Uno de los grandes faraones más conocidos del Antiguo Egipto es Tutankamón. Sin embargo, su fama no se debe a su breve reinado ni a sus logros políticos, sino principalmente al hallazgo casi intacto de su tumba en 1922 por el arqueólogo Howard Carter. Aquello fue una revelación única sobre la vida, costumbres y rituales relacionados con los faraones y en el caso de este rey adolescente, la confirmación de una verdad simple y castiza que permanece inmutable hasta nuestros días: de lo que se come se cría.
Tutankamón subió al trono cuando apenas tenía 9 años, en un momento muy conflictivo porque su predecesor, Akenatón, había impuesto un monoteísmo casi exclusivo dedicado al dios Atón y eso había generado tensiones políticas y sociales. Durante su reinado, Tutankamón restauró los cultos tradicionales y restableció el equilibrio político y religioso en Egipto.
Sin embargo, la verdadera fama de Tutankamón no llegó hasta 1922. Después de años de búsqueda sin éxito en el Valle de los Reyes, el arqueólogo británico Howard Carter dio con una escalera oculta que conducía a una puerta sellada. Tras aquella puerta se hallaron una cámara funeraria intacta repleta de tesoros, joyas y otros objetos que, como una ventana abierta al pasado, revolucionaron la egiptología. Y bajo una ya icónica máscara funeraria, encontraron al faraón adolescente, lo que permitió estudiar directamente sus restos y conocer más sobre su vida cotidiana.
Resulta que, tras analizar la momia mediante tomografías computarizadas y análisis de ADN, se descubrió que Tutankamón seguía una dieta rica en proteínas animales —carne, aves y pescado— y relativamente baja en vegetales y fibras. Esta dieta, típica de la nobleza egipcia, simbolizaba estatus y poder, pero no estuvo exenta de consecuencias.
Los resultados de estas investigaciones, publicados en revistas como The Lancet, apuntan a que el joven faraón sufría problemas de salud graves: tenía escoliosis, necrosis avascular en uno de sus pies (una parte del hueso muere porque deja de recibir suficiente riego sanguíneo), lo que posiblemente le provocó dolor crónico y dificultad para caminar. Además, padecía una infección por malaria que posiblemente contribuyó a su muerte prematura, alrededor de los 18 o 19 años.

====================

**Tareas por realizar:**
**A.** Según el texto sobre Tutankamón, ¿qué edad tenía el faraón cuando subió al trono?
**B.** Prosiga el texto sobre Tutankamón a partir de su última oración.
Los registros no guardan relación alguna con el texto sobre Tutankamón.

====================

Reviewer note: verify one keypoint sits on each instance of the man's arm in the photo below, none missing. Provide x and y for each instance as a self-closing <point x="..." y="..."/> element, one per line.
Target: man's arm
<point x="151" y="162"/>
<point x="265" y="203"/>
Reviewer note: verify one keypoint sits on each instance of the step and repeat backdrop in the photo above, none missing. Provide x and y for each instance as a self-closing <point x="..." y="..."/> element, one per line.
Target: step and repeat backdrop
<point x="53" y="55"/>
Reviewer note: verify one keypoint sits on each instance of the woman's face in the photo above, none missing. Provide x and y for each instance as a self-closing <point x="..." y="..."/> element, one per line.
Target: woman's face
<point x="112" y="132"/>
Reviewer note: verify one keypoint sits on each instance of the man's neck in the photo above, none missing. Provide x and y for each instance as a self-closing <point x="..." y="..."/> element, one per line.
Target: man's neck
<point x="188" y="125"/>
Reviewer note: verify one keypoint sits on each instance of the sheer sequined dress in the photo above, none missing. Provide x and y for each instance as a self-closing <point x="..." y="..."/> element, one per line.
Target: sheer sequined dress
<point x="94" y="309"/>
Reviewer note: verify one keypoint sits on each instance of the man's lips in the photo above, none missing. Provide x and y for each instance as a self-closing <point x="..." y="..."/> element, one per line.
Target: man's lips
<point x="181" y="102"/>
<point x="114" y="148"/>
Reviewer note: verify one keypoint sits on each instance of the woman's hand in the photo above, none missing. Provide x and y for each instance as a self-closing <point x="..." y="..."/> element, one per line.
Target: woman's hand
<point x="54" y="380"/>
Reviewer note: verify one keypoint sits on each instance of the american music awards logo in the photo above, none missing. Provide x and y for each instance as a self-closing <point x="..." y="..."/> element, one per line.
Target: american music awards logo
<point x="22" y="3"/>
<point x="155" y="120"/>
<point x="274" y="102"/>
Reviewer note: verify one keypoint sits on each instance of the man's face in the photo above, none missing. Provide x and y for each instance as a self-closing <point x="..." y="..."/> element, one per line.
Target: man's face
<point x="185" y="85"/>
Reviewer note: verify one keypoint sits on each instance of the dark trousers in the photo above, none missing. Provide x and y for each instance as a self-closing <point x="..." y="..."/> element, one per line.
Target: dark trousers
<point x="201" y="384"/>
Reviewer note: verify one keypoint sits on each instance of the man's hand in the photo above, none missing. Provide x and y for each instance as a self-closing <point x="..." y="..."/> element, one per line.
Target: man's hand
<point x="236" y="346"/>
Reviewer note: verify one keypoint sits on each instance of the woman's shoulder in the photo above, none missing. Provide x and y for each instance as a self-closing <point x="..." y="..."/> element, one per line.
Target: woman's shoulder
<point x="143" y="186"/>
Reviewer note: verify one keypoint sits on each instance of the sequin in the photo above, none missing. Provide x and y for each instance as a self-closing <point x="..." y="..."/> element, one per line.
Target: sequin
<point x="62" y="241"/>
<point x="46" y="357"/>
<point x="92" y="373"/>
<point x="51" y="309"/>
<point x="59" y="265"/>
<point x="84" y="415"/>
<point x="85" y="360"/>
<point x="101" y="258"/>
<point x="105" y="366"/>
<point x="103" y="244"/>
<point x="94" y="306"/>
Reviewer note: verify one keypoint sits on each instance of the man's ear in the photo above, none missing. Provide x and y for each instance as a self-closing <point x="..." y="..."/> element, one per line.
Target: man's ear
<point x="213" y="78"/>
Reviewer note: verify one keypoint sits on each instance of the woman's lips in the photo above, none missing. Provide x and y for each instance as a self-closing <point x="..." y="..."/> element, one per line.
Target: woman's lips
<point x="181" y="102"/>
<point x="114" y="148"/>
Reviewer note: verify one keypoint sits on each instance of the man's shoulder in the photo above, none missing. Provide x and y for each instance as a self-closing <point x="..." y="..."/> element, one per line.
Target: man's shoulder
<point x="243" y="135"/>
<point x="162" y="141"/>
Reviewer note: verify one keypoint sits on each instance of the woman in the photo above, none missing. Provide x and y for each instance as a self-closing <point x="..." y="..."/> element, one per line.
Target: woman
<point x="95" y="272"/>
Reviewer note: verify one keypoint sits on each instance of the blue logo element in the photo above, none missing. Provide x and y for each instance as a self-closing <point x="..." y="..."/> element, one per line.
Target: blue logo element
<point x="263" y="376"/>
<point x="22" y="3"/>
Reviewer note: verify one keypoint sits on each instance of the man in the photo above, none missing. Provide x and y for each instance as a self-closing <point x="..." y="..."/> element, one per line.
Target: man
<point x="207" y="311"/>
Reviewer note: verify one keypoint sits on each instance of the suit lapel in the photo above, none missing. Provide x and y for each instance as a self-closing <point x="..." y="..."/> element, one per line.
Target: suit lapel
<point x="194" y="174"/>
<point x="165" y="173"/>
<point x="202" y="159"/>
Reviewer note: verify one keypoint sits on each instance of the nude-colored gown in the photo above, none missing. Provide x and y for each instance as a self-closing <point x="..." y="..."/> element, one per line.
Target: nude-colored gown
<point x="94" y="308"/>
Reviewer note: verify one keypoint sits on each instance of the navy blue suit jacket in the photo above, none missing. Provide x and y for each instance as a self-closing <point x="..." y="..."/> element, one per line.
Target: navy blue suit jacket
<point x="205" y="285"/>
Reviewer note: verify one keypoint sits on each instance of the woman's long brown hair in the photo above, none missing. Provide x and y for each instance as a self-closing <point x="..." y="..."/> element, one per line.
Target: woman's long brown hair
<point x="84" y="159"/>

====================

**Resultados de tareas:**
**A.** Apenas tenía 9 años.

**B.**
Los expertos afirman que su alimentación muy proteica y rica en grasas animales, combinada con un estilo de vida probablemente sedentario, pudo agravar sus problemas óseos y reducir sus defensas frente a las enfermedades. No es la única causa. No hay que olvidar que la endogamia familiar, bastante habitual en las dinastías reales egipcias, posiblemente tuvo buena parte de la culpa de las malformaciones y las dolencias del faraón.
En cualquier caso, por sorprendente que resulte, en aquella época los egipcios ya eran conscientes de la importancia que tenía la alimentación para la salud, tal y como demuestra el Papiro Ebers: un papiro de 20 metros escrito en el 1550 a.C. que recopila recomendaciones y tratamientos para enfermedades vinculadas con la alimentación como por ejemplo el uso de la miel como desinfectante y cicatrizante o las infusiones de comino para los problemas digestivos.
En definitiva, la figura de Tutankamón no solo fascina por su máscara de oro o el misterio de su tumba, sino también porque su vida ilustra una verdad atemporal: desde las mesas de los faraones hasta nuestras air fryer, la alimentación deja huella en nuestro cuerpo, en nuestra salud y, por qué no, también en nuestro destino.